- _Tasks_:
1/ Answer these questions from the article on health insurance exchanges:
(a) At which firm is Jay Angoff a partner?
(b) By what date does the law require exchanges to be established in every state?
(c) What program must every exchange have?
2/ Copy the article on health insurance exchanges from "The law, the" to "effect Jan. 1.", substituting "January 1" for "Jan. 1".

- _Passage shown_:
The former head of the agency overseeing implementation of the health care reform law disagreed with state officials Friday over the need for insurance agents to be involved in the purchase of health insurance once the exchange system kicks in come January.
“The beauty of the exchange system is that if it works, you don’t have to use an agent,” said Jay Angoff, the first head of Office of Consumer Information and Insurance Oversight at the Department of Health and Human Services in comments at a panel discussion over how the states are faring in implementing the law.
“You can go directly to the Internet, you don’t have to use an agent, and if you want to use an agent you can, but you don’t have to,” Angoff said.
“I would hate for exchanges to build in the extra expense that requires people to use an agent that raises the price of insurance to be more than it should be based on the electronic system,” Angoff said.
Mila Kofman, executive director of the Washington, D.C., Health Benefit Exchange and former Maine insurance commissioner, and Rep. George Keiser, R-N.D., and former president of the National Conference of Insurance Legislators, disagreed.
Kofman replied to Angoff by saying that under the exchange being created by the District, consumers and small businesses can purchase health insurance without using the exchanges, and that D.C. residents and businesses won’t be charged for using agents to get help. “The cost is built into the price health insurers charge, and is based on a per-member, or per-month fee,” she said.
“We believe strongly, and we are different from other states, in maintaining the integrity and value of the agents and brokers, who are licensed, regulated and knowledgeable about health-care sales, as we about implementing the exchange in North Dakota,” Keiser said.
“In the District, which is pretty similar to North Dakota, we are relying heavily on the insurance agents and brokers, building them into our information technology for the exchanges, so a consumer using our online application system who wants to talk to a broker, have questions about the different policy choices available to them, they can just click on the button and choose among licensed, trained health-care insurance brokers for help,” Kofman said.
Angoff, now in private practice in the district as a partner at Mehri & Skalet in Washington, D.C., was the first head of the Office of Consumer Information and Insurance Oversight at the Department of Health and Human Services.
He left the agency last fall.
The different views on how states are implementing the exchanges and the role they foresee for agents and brokers in the exchange took place during a National Press Club Newsmakers program: Obamacare on the Ground, How is the Affordable Care Act Taking Shape in the States?
The law, the Patient Protection and Affordable Care Act (PPACA) mandates establishment of health insurance exchanges in every state by Oct. 1.
The system goes into effect Jan. 1.
The law requires every exchange – whether state-based or federally-operated – to have a navigator program.
The law says that navigators must comply with any licensing, certification or other standards required by states.

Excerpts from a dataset

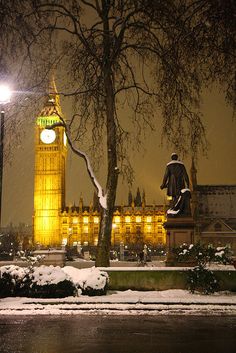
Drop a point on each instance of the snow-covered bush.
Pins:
(202, 254)
(200, 278)
(14, 281)
(91, 281)
(51, 281)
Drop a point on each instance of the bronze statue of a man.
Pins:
(175, 178)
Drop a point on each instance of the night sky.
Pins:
(149, 166)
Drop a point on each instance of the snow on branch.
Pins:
(101, 196)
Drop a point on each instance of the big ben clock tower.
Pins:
(49, 178)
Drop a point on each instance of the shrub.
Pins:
(51, 282)
(200, 278)
(90, 281)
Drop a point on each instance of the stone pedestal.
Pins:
(179, 230)
(52, 257)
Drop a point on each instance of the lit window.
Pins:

- _Answers below_:
1/
(a) Mehri & Skalet
(b) Oct. 1
(c) A navigator program

2/
The law, the Patient Protection and Affordable Care Act (PPACA) mandates establishment of health insurance exchanges in every state by Oct. 1.
The system goes into effect January 1.